RECORDED DATA ::
+ + + +
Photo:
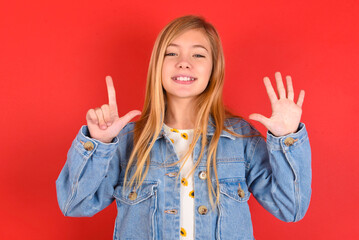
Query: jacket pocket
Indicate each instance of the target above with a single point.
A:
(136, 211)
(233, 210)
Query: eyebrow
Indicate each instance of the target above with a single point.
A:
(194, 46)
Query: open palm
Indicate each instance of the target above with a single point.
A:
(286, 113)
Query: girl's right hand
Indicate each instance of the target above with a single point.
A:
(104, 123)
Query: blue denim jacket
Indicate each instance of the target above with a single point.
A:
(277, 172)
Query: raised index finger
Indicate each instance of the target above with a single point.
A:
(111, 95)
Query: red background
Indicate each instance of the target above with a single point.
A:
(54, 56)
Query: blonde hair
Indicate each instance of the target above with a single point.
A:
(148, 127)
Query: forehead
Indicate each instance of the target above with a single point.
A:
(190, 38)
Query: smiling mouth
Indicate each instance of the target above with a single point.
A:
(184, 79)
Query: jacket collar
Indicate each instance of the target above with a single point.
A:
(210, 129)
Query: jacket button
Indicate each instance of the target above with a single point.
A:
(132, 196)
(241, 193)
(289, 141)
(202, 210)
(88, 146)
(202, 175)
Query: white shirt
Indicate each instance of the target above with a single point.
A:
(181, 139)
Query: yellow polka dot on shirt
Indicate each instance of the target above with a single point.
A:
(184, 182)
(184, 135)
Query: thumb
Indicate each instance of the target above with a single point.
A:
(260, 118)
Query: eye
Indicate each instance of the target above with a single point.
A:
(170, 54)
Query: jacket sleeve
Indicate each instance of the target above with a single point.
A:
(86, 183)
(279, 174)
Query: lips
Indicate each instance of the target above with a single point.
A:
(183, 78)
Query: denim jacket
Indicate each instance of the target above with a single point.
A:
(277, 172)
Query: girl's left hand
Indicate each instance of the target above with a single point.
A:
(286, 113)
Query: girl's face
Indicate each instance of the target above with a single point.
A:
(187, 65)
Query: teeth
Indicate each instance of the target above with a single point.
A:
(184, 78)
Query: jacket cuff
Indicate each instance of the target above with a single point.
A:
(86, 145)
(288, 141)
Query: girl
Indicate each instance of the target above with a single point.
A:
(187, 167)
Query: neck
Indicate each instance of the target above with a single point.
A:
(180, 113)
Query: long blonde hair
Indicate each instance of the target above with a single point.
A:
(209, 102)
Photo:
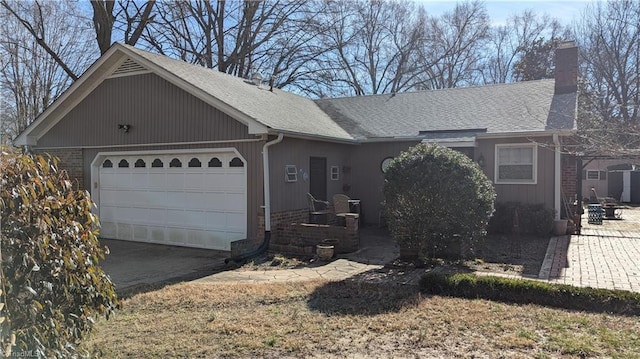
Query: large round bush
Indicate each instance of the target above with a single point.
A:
+ + + +
GOAL OF THE EXERCISE :: Quote exactly, and only, the lines from the line containing "Query: jacket cuff" through the final line of the records above, both included, omitting any pictures.

REPLY TO THE EXERCISE ::
Query: jacket cuff
Indicate each instance of the target above with a single point.
A:
(86, 145)
(288, 141)
Query: girl
Indicate each instance of the target above with a single point.
A:
(187, 167)
Query: neck
Indicate each instance of the target above with a single point.
A:
(180, 113)
Query: long blonde hair
Indicate each instance of the target above with a single point.
A:
(209, 102)
Photo:
Query: large round bush
Indicate each instance of the target above with a single point.
A:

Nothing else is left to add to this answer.